_WHAT IS REQUIRED:_ The lines to extract begin at the one containing "can you box the crane cable" and run to the end of the listing; set them down exactly and alone.

* * * * * * * * *

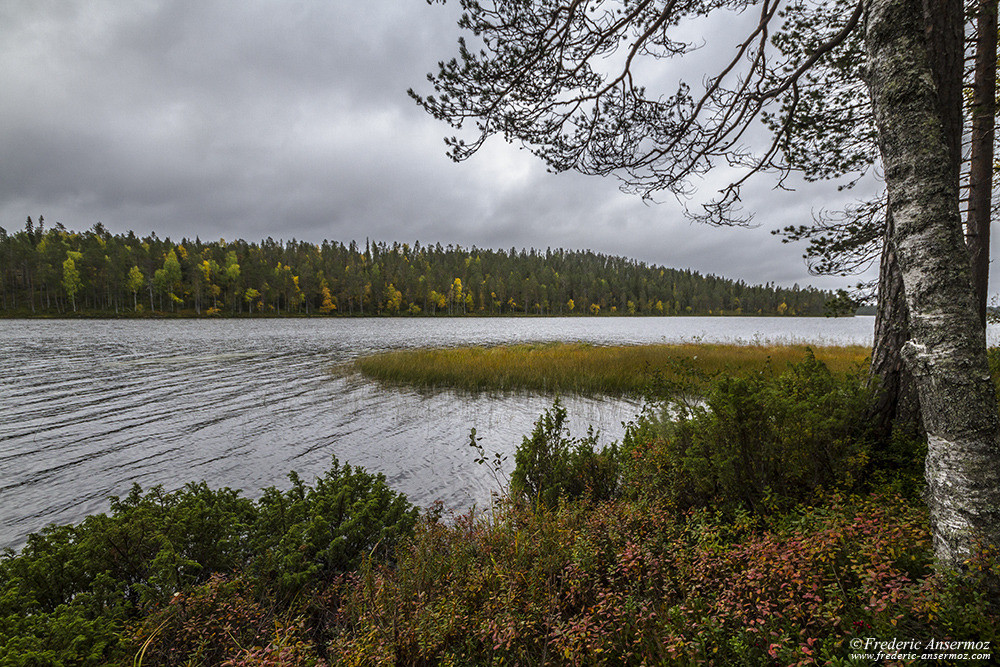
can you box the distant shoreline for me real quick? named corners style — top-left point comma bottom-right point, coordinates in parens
top-left (0, 311), bottom-right (858, 320)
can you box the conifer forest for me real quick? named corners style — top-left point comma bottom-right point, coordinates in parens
top-left (0, 218), bottom-right (832, 317)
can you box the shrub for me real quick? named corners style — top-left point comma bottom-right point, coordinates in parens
top-left (0, 482), bottom-right (258, 666)
top-left (622, 350), bottom-right (876, 513)
top-left (0, 459), bottom-right (415, 666)
top-left (326, 492), bottom-right (999, 665)
top-left (0, 596), bottom-right (120, 667)
top-left (510, 399), bottom-right (620, 509)
top-left (249, 459), bottom-right (419, 598)
top-left (128, 575), bottom-right (271, 667)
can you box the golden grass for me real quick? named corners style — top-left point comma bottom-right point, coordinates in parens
top-left (353, 342), bottom-right (870, 395)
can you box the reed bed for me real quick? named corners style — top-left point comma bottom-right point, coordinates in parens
top-left (354, 342), bottom-right (870, 395)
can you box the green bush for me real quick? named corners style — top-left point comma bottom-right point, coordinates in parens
top-left (622, 350), bottom-right (877, 513)
top-left (0, 459), bottom-right (415, 666)
top-left (510, 399), bottom-right (620, 509)
top-left (249, 459), bottom-right (419, 598)
top-left (0, 482), bottom-right (258, 666)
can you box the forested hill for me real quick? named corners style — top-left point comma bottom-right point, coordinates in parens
top-left (1, 220), bottom-right (834, 317)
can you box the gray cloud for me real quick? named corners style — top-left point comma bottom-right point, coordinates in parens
top-left (0, 1), bottom-right (901, 293)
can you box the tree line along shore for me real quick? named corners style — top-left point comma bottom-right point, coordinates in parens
top-left (0, 219), bottom-right (837, 318)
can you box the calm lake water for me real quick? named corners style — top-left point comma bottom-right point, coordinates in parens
top-left (0, 316), bottom-right (888, 550)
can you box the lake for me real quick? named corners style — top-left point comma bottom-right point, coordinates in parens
top-left (0, 316), bottom-right (886, 550)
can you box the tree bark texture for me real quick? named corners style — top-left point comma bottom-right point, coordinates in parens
top-left (869, 211), bottom-right (922, 437)
top-left (868, 0), bottom-right (964, 437)
top-left (865, 0), bottom-right (1000, 567)
top-left (966, 0), bottom-right (998, 327)
top-left (920, 0), bottom-right (964, 181)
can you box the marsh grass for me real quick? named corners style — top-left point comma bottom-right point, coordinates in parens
top-left (354, 342), bottom-right (870, 395)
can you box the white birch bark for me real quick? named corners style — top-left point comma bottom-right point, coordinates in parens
top-left (864, 0), bottom-right (1000, 567)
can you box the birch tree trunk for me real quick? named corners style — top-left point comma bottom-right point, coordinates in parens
top-left (865, 0), bottom-right (1000, 567)
top-left (869, 212), bottom-right (922, 437)
top-left (869, 0), bottom-right (962, 438)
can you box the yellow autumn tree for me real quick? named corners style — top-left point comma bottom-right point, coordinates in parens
top-left (386, 283), bottom-right (403, 313)
top-left (450, 278), bottom-right (463, 314)
top-left (319, 280), bottom-right (337, 314)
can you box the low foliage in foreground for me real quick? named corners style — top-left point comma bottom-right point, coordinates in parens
top-left (328, 494), bottom-right (998, 665)
top-left (354, 342), bottom-right (870, 395)
top-left (0, 460), bottom-right (416, 666)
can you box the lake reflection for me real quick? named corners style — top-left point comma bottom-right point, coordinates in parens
top-left (0, 316), bottom-right (880, 550)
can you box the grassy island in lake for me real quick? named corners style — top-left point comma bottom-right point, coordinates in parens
top-left (354, 342), bottom-right (870, 394)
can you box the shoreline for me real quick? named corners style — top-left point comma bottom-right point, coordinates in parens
top-left (0, 311), bottom-right (860, 320)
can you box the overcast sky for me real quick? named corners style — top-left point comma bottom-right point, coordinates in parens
top-left (0, 1), bottom-right (917, 292)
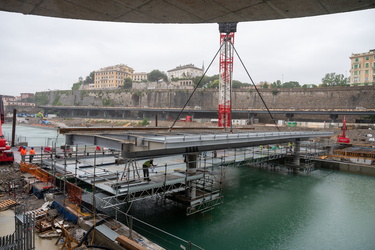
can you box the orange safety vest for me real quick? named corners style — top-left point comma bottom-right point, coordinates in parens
top-left (30, 149), bottom-right (36, 155)
top-left (20, 149), bottom-right (27, 155)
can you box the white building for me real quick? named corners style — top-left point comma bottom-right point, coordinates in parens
top-left (132, 72), bottom-right (148, 82)
top-left (167, 64), bottom-right (203, 81)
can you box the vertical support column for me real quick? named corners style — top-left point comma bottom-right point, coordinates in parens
top-left (218, 22), bottom-right (237, 129)
top-left (184, 153), bottom-right (198, 199)
top-left (293, 140), bottom-right (301, 166)
top-left (249, 113), bottom-right (255, 125)
top-left (11, 109), bottom-right (17, 147)
top-left (185, 153), bottom-right (198, 174)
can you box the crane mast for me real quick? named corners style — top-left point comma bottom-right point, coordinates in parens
top-left (218, 23), bottom-right (237, 129)
top-left (0, 95), bottom-right (14, 163)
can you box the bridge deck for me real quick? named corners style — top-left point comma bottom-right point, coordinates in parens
top-left (65, 130), bottom-right (333, 158)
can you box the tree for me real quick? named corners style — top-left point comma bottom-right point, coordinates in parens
top-left (140, 118), bottom-right (149, 126)
top-left (232, 80), bottom-right (250, 88)
top-left (321, 73), bottom-right (349, 87)
top-left (207, 79), bottom-right (219, 88)
top-left (71, 77), bottom-right (83, 90)
top-left (271, 80), bottom-right (282, 88)
top-left (192, 75), bottom-right (211, 87)
top-left (122, 77), bottom-right (132, 89)
top-left (84, 71), bottom-right (95, 84)
top-left (282, 81), bottom-right (300, 88)
top-left (148, 70), bottom-right (168, 82)
top-left (302, 84), bottom-right (317, 88)
top-left (262, 82), bottom-right (269, 89)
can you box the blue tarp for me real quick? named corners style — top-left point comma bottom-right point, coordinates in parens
top-left (51, 201), bottom-right (78, 224)
top-left (31, 186), bottom-right (44, 199)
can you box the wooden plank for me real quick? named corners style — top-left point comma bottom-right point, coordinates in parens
top-left (116, 235), bottom-right (146, 250)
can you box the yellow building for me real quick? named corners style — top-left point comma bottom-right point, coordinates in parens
top-left (94, 64), bottom-right (134, 89)
top-left (349, 49), bottom-right (375, 85)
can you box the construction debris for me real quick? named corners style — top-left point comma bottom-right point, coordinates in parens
top-left (0, 199), bottom-right (17, 211)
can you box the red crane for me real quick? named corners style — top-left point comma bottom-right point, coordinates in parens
top-left (337, 116), bottom-right (350, 143)
top-left (218, 23), bottom-right (237, 129)
top-left (0, 95), bottom-right (14, 163)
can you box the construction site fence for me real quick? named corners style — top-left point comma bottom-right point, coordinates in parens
top-left (19, 162), bottom-right (83, 207)
top-left (0, 206), bottom-right (35, 250)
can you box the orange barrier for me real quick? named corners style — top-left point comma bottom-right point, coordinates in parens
top-left (20, 162), bottom-right (83, 206)
top-left (66, 182), bottom-right (82, 206)
top-left (20, 162), bottom-right (54, 184)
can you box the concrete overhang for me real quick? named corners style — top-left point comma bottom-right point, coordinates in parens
top-left (0, 0), bottom-right (374, 24)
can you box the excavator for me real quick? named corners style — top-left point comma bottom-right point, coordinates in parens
top-left (337, 116), bottom-right (351, 144)
top-left (0, 95), bottom-right (14, 163)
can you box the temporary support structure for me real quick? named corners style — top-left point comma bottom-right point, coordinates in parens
top-left (218, 23), bottom-right (237, 129)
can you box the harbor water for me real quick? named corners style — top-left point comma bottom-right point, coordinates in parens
top-left (128, 166), bottom-right (375, 250)
top-left (2, 124), bottom-right (65, 147)
top-left (3, 124), bottom-right (375, 249)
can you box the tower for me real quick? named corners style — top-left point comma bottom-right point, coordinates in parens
top-left (218, 23), bottom-right (237, 128)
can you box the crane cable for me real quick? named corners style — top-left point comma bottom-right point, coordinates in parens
top-left (231, 44), bottom-right (281, 132)
top-left (169, 42), bottom-right (224, 131)
top-left (169, 38), bottom-right (280, 132)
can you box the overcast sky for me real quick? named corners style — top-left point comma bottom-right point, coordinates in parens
top-left (0, 8), bottom-right (374, 96)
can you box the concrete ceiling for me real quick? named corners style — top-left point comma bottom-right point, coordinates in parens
top-left (0, 0), bottom-right (374, 24)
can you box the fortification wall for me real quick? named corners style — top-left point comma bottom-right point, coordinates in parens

* * * * * * * * *

_RESPONSE BELOW:_
can you box the crane cable for me real quick? named corners style — top-left point comma bottom-right point, coordinates in parens
top-left (231, 44), bottom-right (281, 132)
top-left (169, 42), bottom-right (224, 131)
top-left (169, 38), bottom-right (280, 132)
can you box the overcast sky for me real quick? named corners style — top-left point comma bottom-right point, coordinates in parens
top-left (0, 8), bottom-right (374, 96)
can you box the concrete ceiling for me real quick? named corners style — top-left point comma bottom-right point, coordinates in parens
top-left (0, 0), bottom-right (374, 24)
can you box the fortification wall for me real quick? named corners style — top-left point comma bottom-right point, coordinates in parens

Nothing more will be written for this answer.